- _TASK BRIEF_
An answer that reproduces all the entries exactly is what is needed.
•••
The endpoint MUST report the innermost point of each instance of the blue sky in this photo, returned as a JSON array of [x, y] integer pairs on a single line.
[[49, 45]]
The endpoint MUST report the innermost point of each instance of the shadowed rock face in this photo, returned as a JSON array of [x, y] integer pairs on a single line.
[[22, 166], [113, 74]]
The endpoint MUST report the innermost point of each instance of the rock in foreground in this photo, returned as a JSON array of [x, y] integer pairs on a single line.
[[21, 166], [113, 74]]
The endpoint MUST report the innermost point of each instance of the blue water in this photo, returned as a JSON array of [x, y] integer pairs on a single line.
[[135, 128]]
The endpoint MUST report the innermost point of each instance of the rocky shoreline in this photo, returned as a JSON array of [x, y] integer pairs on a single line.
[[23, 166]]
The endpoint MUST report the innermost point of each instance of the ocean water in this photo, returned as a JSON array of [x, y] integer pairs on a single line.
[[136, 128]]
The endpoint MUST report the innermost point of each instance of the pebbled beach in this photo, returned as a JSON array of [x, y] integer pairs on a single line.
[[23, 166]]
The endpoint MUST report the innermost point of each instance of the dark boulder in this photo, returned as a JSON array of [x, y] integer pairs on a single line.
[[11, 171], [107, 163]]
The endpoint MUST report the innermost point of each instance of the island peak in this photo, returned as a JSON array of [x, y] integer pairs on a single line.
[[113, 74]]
•••
- _EXERCISE OUTPUT_
The endpoint MUST report the innermost point of each instance of the blue sky in this photo, returned as a JSON array of [x, y] integer pairs on a single line.
[[49, 45]]
The endpoint MUST report the innermost point of each instance of the shadowed rock face in this photo, returned as a JSON array of [x, y] integer pairs on a single line.
[[22, 166], [113, 74]]
The endpoint MUST report the innermost point of each instance of the rock in foreground in this photo, returned as a JSON array of [x, y] integer pairs on a single line.
[[21, 166], [113, 74]]
The endpoint MUST report the innermost point of each instance of the blue water in this photo, returned as a JSON array of [x, y] integer pairs on a single line.
[[135, 128]]
The endpoint MUST report the innermost point of each instance of the rocky shoreline in this photo, returned as a JSON array of [x, y] integer pairs on a single line.
[[23, 166]]
The endpoint MUST report the innermost point of each instance of the ocean water in this photo, returned as a JSON array of [x, y] integer pairs on a single line.
[[136, 128]]
The endpoint MUST report the innermost point of each instance of the pebbled beach in this photo, returned as a JSON array of [x, y] integer pairs on a single line.
[[23, 166]]
The endpoint MUST report the innermost point of each instance of the dark boulder in this photo, returned as a JSON array of [x, y] integer pairs on a single line.
[[11, 171], [107, 163]]
The endpoint MUST report the innermost point of each instance of the island peak in this photo, returned as a JSON array of [x, y] integer pairs on a single line.
[[113, 74]]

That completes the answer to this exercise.